(Pointing and labeling entries)
----------

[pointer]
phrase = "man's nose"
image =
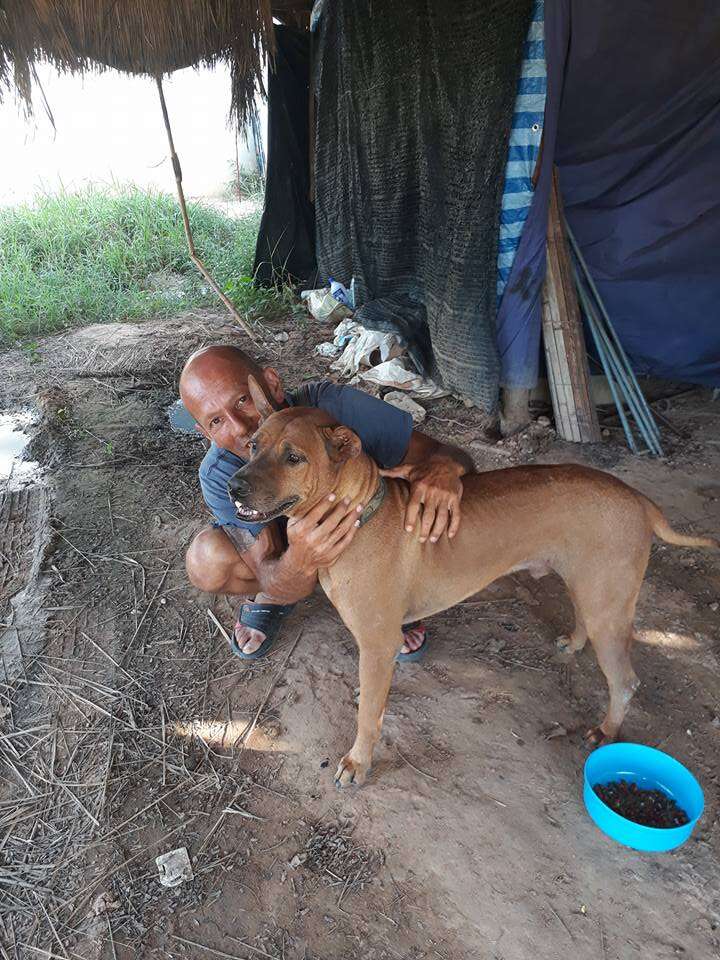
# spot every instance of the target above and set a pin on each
(243, 424)
(238, 487)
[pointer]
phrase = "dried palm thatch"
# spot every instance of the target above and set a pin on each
(149, 37)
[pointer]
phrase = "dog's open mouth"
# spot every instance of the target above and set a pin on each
(257, 516)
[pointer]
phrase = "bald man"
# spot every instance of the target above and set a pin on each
(273, 565)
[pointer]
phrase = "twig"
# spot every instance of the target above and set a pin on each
(113, 661)
(249, 946)
(52, 926)
(218, 953)
(416, 769)
(110, 935)
(186, 222)
(567, 929)
(112, 531)
(147, 611)
(220, 627)
(162, 722)
(244, 813)
(78, 552)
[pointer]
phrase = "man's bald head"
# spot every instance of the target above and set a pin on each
(209, 363)
(214, 388)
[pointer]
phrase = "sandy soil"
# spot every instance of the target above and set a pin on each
(122, 717)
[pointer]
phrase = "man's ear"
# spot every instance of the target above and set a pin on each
(341, 443)
(262, 404)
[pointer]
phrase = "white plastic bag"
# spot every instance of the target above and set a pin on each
(361, 351)
(323, 305)
(394, 373)
(403, 402)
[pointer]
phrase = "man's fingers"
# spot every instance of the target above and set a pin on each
(430, 506)
(441, 522)
(454, 518)
(413, 509)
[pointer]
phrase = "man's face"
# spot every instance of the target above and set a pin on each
(218, 397)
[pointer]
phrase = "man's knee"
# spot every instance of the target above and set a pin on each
(209, 560)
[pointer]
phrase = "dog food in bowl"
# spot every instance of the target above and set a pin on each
(623, 780)
(651, 808)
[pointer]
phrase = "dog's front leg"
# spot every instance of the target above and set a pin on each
(377, 661)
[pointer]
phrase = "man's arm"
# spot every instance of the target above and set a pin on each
(434, 471)
(315, 541)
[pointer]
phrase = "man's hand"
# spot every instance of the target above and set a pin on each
(316, 540)
(435, 489)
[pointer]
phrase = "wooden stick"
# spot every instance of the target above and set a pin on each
(177, 170)
(247, 733)
(568, 375)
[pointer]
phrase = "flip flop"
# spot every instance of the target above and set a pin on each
(266, 617)
(415, 655)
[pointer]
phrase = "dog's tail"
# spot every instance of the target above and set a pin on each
(662, 529)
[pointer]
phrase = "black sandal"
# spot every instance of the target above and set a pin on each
(265, 617)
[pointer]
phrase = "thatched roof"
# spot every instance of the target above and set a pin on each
(139, 36)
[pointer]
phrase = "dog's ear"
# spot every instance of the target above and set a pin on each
(262, 404)
(341, 443)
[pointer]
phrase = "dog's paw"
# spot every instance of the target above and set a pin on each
(349, 772)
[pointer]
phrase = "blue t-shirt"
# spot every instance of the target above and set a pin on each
(383, 430)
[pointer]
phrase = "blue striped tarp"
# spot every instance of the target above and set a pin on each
(524, 146)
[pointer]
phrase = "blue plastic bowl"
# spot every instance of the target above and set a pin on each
(652, 770)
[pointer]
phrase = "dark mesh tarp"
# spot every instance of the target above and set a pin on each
(414, 107)
(285, 247)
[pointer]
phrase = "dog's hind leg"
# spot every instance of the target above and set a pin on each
(377, 661)
(613, 653)
(566, 646)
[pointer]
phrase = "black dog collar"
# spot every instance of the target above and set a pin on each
(374, 503)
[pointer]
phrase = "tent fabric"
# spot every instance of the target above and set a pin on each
(524, 145)
(634, 94)
(409, 201)
(285, 248)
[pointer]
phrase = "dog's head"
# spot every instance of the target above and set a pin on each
(297, 454)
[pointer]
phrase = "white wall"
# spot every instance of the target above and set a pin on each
(109, 127)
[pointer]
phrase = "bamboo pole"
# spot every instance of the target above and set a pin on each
(177, 170)
(575, 415)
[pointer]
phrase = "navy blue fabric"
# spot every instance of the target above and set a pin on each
(383, 430)
(638, 151)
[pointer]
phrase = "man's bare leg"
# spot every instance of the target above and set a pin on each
(216, 564)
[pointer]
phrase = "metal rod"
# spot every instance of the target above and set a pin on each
(644, 423)
(649, 435)
(177, 170)
(592, 323)
(613, 333)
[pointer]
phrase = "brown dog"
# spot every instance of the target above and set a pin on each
(590, 528)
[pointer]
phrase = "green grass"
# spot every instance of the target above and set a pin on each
(71, 259)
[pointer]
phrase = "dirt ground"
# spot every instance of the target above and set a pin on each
(124, 723)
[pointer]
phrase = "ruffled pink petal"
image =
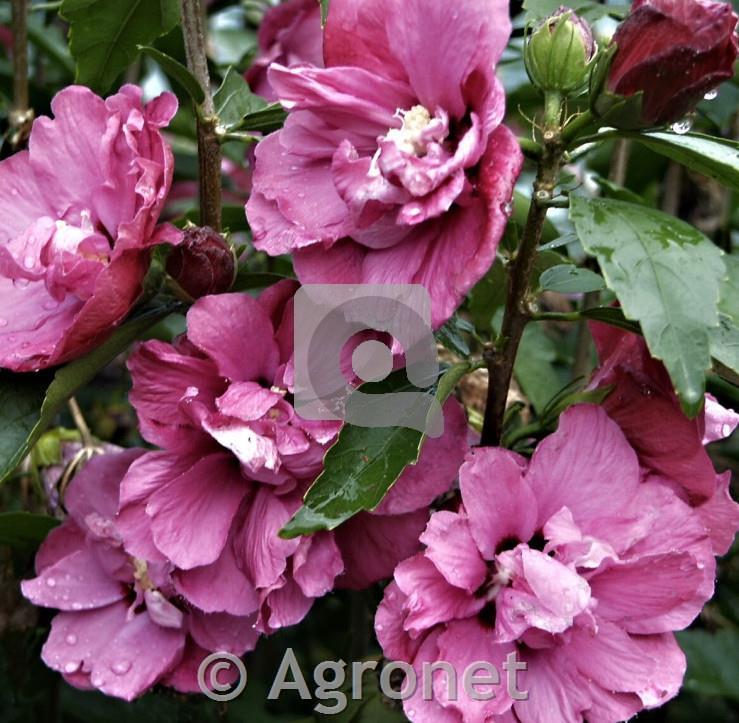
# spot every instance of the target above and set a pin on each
(391, 538)
(498, 500)
(316, 564)
(261, 552)
(720, 515)
(220, 631)
(225, 327)
(452, 549)
(430, 598)
(605, 479)
(218, 587)
(436, 469)
(191, 515)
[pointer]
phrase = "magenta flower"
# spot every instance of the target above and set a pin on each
(78, 215)
(122, 627)
(569, 560)
(289, 34)
(393, 166)
(237, 460)
(668, 444)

----------

§ **Required task**:
Will you restate every entry word for word and omit the images?

§ **Task answer**:
[pointer]
phrase = "man's nose"
image =
# spot every instance of the target above and set a pin on each
(243, 424)
(238, 487)
[pointer]
phrase = "dried palm thatch"
# spot every instance of the target above and set a pin on each
(149, 37)
[pointer]
phrase = "dog's open mouth"
# spot every instance of the target above and set a pin on each
(257, 516)
[pointer]
phrase = "bald man"
# spot every instance of the target above and set a pin on each
(273, 565)
[pointer]
phrase = "twig"
# spot every instance of the target above and set a pin on each
(113, 661)
(249, 946)
(52, 926)
(218, 953)
(416, 769)
(110, 935)
(186, 222)
(567, 929)
(112, 531)
(147, 611)
(220, 627)
(162, 722)
(244, 813)
(78, 552)
[pointer]
phrase = "man's bald head"
# spot every instance of the target above and set a pin on each
(209, 363)
(214, 388)
[pointer]
phrase = "sandy soil"
# spot every instance of the target above and set a pin on each
(122, 717)
[pointer]
phrase = "man's ear"
# spot every instance of the target above and set a pin on each
(341, 443)
(262, 404)
[pointer]
phrase = "white plastic bag"
# spot every instance of the target above and set a pin on each
(361, 351)
(323, 305)
(394, 373)
(403, 402)
[pointer]
phrase = "man's fingers"
# spot every instance of the target above and set a pin on each
(430, 506)
(441, 522)
(454, 518)
(413, 509)
[pointer]
phrase = "man's face"
# spot every instance of the target above and set a pin on each
(218, 397)
[pointer]
phrase = "man's knee"
# spot every instance of the target above and set a pin on each
(209, 560)
[pointer]
phrase = "dog food in bowl"
# spot every instance of the target above and set a pin on each
(623, 780)
(651, 808)
[pointer]
phrase = "dog's front leg"
# spot every instance of the target above and set a pin on each
(377, 661)
[pointer]
phrase = "man's arm"
# spot every instance of the target above and set a pin on each
(434, 471)
(315, 541)
[pointer]
phrase = "man's hand"
# spot every instance of the target above and set a pin on each
(316, 540)
(435, 489)
[pointer]
phrase = "wooden stick"
# spot every instance of the target above and set a pin on each
(177, 170)
(247, 733)
(568, 375)
[pointer]
phrase = "flip flop"
# spot every instance of the target above and set a pin on each
(266, 617)
(415, 655)
[pointer]
phrase = "dog's tail"
# spot every instance of the target above and set a pin on each
(662, 529)
[pointer]
phrase = "black sandal"
# spot every instance of the target above and set a pin on each
(265, 617)
[pointer]
phrase = "thatched roof"
# spot every instance of the target above and set a pin on each
(139, 36)
[pointer]
phrase = "dog's ear"
# spot every instance of the target above and set a pin on each
(262, 404)
(341, 443)
[pointer]
phrase = "dog's paw"
# spot every instance of the target above and set a pin on each
(349, 772)
[pointer]
phrase = "blue t-shirt"
# spot every instance of the target above and set a pin on each
(383, 430)
[pointer]
phrase = "blue striped tarp"
# spot every instance of the target above and set a pin on each
(524, 146)
[pointer]
phrase = "blue plastic bowl"
# spot every instance of the target above and set a pin on each
(652, 770)
[pointer]
phrase = "dark mesh tarp"
# spot every instance of the target above and set a pin on each
(414, 107)
(285, 247)
[pointer]
phrase = "dog's hind leg"
# spot every instance of the target above and set a pin on each
(377, 661)
(613, 653)
(566, 646)
[pointer]
phrase = "black dog collar"
# spot every instance of the target above and set a pin on each
(374, 503)
[pointer]
phrase = "tent fabric"
# spot every instance of the target above and set a pin on each
(524, 145)
(634, 94)
(409, 201)
(285, 248)
[pointer]
phrase = "dog's head"
# spot every instance of the target above and set a pin on each
(297, 454)
[pointer]
phrase = "white wall"
# spot every instance of the target above and set a pin on each
(109, 127)
[pointer]
phrase = "bamboo pole"
# spot every instance of the target above and set a pin on each
(177, 170)
(575, 415)
[pointer]
phrase = "navy blue fabric"
# spot every instance of the target above and set a pin on each
(383, 430)
(638, 151)
[pointer]
phrase = "man's bare leg"
# spot every instance of the target above and set a pin on each
(216, 564)
[pointer]
phrase = "metal rod"
# spot every instance of the target above and set a pin on each
(644, 423)
(649, 435)
(177, 170)
(592, 323)
(613, 333)
[pointer]
phrase = "brown dog"
# spot every instance of the target above and set a pin on each
(590, 528)
[pointer]
phrase = "green grass"
# spot every instance of the target above and set a pin on each
(71, 259)
[pointer]
phrase = "dirt ground"
# spot every instance of the target above and set a pin on each
(124, 723)
[pointer]
phrase = "ruffled pink petal"
image =
# spot every instance of the target above and set a pin on each
(391, 538)
(498, 500)
(316, 564)
(261, 552)
(720, 515)
(220, 631)
(225, 327)
(452, 549)
(430, 598)
(605, 479)
(218, 587)
(436, 469)
(191, 515)
[pointer]
phrase = "magenta flower"
# spot every instance of the target above and set a pin on each
(78, 215)
(122, 627)
(569, 560)
(289, 34)
(393, 166)
(237, 460)
(668, 444)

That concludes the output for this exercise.